* Task to complete *
Exactly reproduce the lines from the line that has "Question. For every instance of the square" down to the last line of the entries, inclusive.

* Material supplied *
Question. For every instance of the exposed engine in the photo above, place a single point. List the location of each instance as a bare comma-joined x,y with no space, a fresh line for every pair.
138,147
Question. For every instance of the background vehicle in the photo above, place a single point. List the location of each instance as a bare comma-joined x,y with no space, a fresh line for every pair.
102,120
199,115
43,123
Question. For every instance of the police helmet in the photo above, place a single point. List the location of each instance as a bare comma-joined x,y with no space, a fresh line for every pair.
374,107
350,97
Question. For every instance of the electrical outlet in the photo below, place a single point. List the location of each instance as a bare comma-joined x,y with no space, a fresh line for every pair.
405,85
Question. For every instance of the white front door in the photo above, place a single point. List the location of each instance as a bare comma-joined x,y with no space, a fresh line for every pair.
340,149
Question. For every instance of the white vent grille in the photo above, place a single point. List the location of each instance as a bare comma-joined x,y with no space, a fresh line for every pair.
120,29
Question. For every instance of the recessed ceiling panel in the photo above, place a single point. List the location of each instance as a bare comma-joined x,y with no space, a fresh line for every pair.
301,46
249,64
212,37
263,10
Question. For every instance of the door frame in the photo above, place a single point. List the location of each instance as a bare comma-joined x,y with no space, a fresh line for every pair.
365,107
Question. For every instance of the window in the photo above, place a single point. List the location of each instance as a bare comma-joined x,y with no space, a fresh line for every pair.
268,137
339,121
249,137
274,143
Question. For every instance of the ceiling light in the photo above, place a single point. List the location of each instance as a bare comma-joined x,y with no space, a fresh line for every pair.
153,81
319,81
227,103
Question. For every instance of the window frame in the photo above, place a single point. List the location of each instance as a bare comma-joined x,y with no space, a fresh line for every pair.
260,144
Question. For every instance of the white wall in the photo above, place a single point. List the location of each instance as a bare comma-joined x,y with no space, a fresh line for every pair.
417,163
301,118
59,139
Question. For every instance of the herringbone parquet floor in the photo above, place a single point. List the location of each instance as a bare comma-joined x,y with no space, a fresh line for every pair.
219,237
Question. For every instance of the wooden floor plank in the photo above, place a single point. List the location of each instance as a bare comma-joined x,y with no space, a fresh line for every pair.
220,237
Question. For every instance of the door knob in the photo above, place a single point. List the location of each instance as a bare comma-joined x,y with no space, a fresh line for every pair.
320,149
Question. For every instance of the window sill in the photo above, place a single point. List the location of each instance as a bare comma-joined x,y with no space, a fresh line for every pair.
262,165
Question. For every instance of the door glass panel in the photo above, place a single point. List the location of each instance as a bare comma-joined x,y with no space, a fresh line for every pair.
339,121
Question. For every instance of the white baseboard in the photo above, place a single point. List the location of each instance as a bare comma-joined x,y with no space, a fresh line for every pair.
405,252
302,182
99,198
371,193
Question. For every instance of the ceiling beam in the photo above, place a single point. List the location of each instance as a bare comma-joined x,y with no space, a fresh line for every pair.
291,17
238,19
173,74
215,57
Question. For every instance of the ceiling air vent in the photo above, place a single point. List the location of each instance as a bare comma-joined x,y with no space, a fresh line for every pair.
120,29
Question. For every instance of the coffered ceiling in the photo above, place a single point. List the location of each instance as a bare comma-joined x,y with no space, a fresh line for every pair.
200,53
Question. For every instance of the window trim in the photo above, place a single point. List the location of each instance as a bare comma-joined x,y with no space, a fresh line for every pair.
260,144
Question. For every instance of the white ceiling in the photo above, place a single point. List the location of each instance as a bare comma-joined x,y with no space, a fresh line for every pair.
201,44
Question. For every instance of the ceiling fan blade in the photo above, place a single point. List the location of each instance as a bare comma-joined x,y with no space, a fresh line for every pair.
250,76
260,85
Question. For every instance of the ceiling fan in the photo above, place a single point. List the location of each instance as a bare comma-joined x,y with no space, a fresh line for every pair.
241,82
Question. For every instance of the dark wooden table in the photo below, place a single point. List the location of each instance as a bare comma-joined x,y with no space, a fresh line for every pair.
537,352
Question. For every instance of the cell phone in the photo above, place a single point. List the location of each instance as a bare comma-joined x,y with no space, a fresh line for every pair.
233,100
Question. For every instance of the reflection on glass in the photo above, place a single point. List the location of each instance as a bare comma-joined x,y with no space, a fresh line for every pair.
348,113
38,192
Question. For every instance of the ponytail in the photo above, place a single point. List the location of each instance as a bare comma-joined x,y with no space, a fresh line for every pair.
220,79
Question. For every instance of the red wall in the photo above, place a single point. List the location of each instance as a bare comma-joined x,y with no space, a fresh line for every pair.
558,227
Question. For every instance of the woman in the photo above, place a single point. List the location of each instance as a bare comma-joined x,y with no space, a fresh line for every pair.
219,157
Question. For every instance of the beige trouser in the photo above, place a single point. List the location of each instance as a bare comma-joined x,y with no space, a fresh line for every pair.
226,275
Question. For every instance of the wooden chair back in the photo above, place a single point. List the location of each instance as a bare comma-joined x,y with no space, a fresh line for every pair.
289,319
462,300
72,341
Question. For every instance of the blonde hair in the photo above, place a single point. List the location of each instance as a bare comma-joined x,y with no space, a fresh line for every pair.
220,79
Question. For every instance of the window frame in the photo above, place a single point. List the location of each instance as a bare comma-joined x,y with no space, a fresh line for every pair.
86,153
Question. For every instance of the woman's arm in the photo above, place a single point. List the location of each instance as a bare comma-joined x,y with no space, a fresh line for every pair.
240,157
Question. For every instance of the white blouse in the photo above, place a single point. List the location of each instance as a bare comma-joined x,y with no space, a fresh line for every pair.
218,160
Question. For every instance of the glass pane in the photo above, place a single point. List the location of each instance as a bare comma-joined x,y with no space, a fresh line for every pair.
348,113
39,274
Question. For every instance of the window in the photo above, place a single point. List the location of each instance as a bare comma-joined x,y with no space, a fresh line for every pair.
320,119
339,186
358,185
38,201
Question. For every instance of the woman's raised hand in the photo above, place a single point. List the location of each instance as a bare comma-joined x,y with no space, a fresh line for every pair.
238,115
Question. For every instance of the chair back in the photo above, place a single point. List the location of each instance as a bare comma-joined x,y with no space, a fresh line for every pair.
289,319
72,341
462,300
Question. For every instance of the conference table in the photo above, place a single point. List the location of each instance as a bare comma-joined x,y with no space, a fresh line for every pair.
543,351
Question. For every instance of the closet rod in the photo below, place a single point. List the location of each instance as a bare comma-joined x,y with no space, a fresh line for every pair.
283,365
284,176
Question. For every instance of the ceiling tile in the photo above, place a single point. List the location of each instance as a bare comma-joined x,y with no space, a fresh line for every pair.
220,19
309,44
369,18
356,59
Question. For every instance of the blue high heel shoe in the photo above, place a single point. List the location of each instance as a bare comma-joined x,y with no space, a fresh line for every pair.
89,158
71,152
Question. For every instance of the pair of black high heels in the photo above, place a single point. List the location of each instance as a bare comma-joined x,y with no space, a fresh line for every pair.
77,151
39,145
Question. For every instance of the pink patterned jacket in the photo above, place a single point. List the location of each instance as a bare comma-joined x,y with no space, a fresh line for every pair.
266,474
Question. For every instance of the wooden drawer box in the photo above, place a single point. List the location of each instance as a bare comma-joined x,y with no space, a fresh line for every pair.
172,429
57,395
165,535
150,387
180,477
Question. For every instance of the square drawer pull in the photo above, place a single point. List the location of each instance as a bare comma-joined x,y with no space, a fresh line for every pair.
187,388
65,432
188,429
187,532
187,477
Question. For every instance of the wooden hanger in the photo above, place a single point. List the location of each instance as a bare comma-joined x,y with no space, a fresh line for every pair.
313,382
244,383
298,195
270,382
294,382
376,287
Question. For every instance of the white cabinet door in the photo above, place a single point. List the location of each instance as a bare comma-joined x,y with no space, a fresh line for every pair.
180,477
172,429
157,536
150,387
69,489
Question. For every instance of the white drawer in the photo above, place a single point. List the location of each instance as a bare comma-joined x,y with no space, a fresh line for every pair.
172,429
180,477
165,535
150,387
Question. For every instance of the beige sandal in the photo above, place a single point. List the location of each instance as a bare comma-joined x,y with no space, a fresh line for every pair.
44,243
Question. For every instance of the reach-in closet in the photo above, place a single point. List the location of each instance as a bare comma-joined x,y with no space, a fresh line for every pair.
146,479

* Written response *
Question. For every instance of the square drawer pull in the photo above, place a single point. List the location of each instance as a bare comma-joined x,y with no space, a fresh line for every pair.
187,388
65,432
188,429
187,532
187,477
Question. For every instance of the wooden hanger in the photo above, place a single point. List the location of each instance as a bare comma-joined x,y with no space, a fresh line for every pair.
313,382
244,383
298,195
270,382
294,382
376,287
Question. For every instance of the white cabinet door in the photo above, place a single point. List the location of each instance as a bare comma-joined x,y with no space, a fresh line for every pair.
180,477
172,429
157,536
150,387
69,489
Question. For every instance of the white drawer in the photo above, place a single point. List the location of each instance as a bare comma-joined x,y with no space, a fresh line for every pair.
172,429
180,477
165,535
150,387
Question. For every instance of the beige sandal in the photo above, place a single point. List the location of each instance as a bare comma-joined x,y with no space, a fresh line for every pair.
44,243
Question. For every instance of the reach-in closet in the photo above, place a single point. List the location of each instance as a bare comma-joined x,y with no space, a fresh line for every pair.
146,479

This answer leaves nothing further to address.